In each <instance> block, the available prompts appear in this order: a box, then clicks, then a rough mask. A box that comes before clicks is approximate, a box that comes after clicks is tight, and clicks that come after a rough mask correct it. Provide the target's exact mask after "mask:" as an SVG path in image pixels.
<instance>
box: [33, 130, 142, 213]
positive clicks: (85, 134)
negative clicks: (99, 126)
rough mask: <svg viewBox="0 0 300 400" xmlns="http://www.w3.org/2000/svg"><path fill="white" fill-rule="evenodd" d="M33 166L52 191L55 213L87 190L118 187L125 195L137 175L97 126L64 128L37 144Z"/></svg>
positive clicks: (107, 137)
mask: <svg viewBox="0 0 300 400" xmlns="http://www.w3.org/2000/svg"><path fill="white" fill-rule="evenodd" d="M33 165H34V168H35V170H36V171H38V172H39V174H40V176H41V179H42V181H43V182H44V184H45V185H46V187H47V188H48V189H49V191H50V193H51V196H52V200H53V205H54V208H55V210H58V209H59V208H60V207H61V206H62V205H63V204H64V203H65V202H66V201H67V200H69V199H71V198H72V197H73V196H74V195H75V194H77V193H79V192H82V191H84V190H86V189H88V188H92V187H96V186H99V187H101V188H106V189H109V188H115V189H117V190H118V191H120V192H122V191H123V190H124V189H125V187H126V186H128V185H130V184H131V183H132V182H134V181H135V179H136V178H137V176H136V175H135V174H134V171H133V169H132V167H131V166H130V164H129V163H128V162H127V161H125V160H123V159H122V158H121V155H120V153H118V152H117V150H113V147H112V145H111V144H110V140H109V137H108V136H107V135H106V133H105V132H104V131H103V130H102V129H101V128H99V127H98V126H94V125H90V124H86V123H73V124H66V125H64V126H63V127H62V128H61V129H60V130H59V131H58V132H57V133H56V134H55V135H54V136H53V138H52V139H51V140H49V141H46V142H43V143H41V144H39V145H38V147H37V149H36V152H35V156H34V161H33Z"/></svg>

TASK DESCRIPTION:
Rewrite the records above with every "rough mask" replaced by "coarse mask", and leave everything else unchanged.

WRITTEN ANSWER:
In each <instance> block, the available prompts appear in this order: a box, then clicks, then a coarse mask. A box that comes before clicks is approximate, a box that comes after clicks is tight, and clicks that come after a coarse mask correct it. Provide the target's exact mask after "mask:" as an SVG path in image pixels.
<instance>
box: [33, 130, 142, 213]
positive clicks: (85, 134)
negative clicks: (99, 126)
coarse mask: <svg viewBox="0 0 300 400" xmlns="http://www.w3.org/2000/svg"><path fill="white" fill-rule="evenodd" d="M33 166L52 191L55 213L87 190L118 187L125 195L137 175L97 126L64 128L37 144Z"/></svg>
positive clicks: (107, 137)
mask: <svg viewBox="0 0 300 400" xmlns="http://www.w3.org/2000/svg"><path fill="white" fill-rule="evenodd" d="M33 165H34V168H35V170H36V171H38V172H39V174H40V176H41V179H42V181H43V182H44V184H45V185H46V187H47V188H48V189H49V191H50V193H51V196H52V200H53V205H54V208H55V210H58V209H59V208H60V207H61V206H62V205H63V204H64V203H65V202H66V201H67V200H69V199H71V198H72V197H73V196H74V195H75V194H77V193H79V192H82V191H84V190H86V189H88V188H92V187H96V186H99V187H101V188H106V189H109V188H115V189H117V190H118V191H120V192H122V191H123V190H124V189H125V187H126V186H128V185H130V184H131V183H132V182H134V181H135V179H136V178H137V176H136V175H135V174H134V171H133V169H132V167H131V166H130V164H129V163H128V162H127V161H125V160H123V159H122V158H121V155H120V153H118V152H117V150H113V147H112V145H111V144H110V140H109V137H108V136H107V135H106V133H105V132H104V131H103V130H102V129H101V128H99V127H98V126H94V125H90V124H86V123H73V124H66V125H64V126H63V127H62V128H61V129H60V130H59V131H58V132H57V133H56V134H55V135H54V136H53V138H52V139H51V140H49V141H46V142H43V143H41V144H39V145H38V147H37V149H36V152H35V156H34V161H33Z"/></svg>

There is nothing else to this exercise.